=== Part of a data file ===
----

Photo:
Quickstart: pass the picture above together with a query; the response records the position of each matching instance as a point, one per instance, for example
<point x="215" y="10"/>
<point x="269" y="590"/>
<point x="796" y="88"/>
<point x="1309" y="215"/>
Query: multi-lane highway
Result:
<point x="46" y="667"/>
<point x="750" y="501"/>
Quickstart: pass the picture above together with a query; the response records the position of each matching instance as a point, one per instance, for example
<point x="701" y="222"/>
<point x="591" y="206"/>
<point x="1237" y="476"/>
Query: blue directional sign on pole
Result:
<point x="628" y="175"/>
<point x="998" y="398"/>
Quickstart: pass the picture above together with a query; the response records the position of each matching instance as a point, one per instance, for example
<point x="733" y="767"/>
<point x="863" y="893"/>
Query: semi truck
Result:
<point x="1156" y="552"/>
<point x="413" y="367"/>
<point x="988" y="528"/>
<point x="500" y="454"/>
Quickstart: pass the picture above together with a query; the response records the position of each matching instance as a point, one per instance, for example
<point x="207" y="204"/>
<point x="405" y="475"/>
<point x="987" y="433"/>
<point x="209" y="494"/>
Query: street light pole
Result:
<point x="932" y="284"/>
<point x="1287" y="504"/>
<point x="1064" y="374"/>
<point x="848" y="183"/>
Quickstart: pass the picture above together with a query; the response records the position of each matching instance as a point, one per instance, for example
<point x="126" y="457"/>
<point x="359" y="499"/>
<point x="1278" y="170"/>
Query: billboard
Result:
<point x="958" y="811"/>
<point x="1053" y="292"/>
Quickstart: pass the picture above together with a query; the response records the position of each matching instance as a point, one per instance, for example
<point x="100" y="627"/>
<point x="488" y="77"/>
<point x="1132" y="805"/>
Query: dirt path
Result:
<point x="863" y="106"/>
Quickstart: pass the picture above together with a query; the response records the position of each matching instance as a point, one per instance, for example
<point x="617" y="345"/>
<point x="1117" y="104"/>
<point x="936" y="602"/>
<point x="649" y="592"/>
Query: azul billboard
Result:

----

=== Exercise prompt ===
Each record must be repeated exactly as it is.

=== Solution for this task ===
Photo:
Quickstart: pass the picture above together with a query; the response records the position of each matching instance as a point, one per instance, for example
<point x="215" y="10"/>
<point x="269" y="590"/>
<point x="796" y="88"/>
<point x="1309" y="215"/>
Query: multi-lane highway
Result:
<point x="46" y="667"/>
<point x="750" y="501"/>
Quickstart: pass the picture above together with a query; the response records the position of each matching instance as a point, one per instance, for example
<point x="701" y="222"/>
<point x="591" y="206"/>
<point x="1237" y="476"/>
Query: blue directional sign on pole
Result:
<point x="628" y="175"/>
<point x="998" y="398"/>
Quickstart: pass the picture above together with a query; the response records the position of each matching instance as a point, one per instance, for example
<point x="733" y="767"/>
<point x="863" y="893"/>
Query: semi truck
Result:
<point x="1156" y="552"/>
<point x="413" y="367"/>
<point x="988" y="528"/>
<point x="500" y="454"/>
Quickstart: pass the picture above together with a query; the response records the position of each matching instance as a point, one per instance, for example
<point x="207" y="204"/>
<point x="405" y="475"/>
<point x="987" y="433"/>
<point x="209" y="494"/>
Query: street light pole
Result:
<point x="932" y="284"/>
<point x="1287" y="504"/>
<point x="1064" y="374"/>
<point x="848" y="183"/>
Quickstart: pass the picture above together with a query; the response records the position of each matching instance as a point, one per instance, for example
<point x="126" y="457"/>
<point x="359" y="499"/>
<point x="1278" y="170"/>
Query: billboard
Result:
<point x="958" y="811"/>
<point x="1053" y="292"/>
Quickstart: pass the picture above together with a query; the response records the position of each matching instance as a point, one per instance, for example
<point x="100" y="627"/>
<point x="488" y="77"/>
<point x="1132" y="805"/>
Query: dirt path
Result:
<point x="863" y="106"/>
Quickstart: pass the picture above together with a query; the response records the position of each matching instance as a point, one per instance, for example
<point x="617" y="345"/>
<point x="1117" y="104"/>
<point x="936" y="602"/>
<point x="649" y="592"/>
Query: azul billboard
Result:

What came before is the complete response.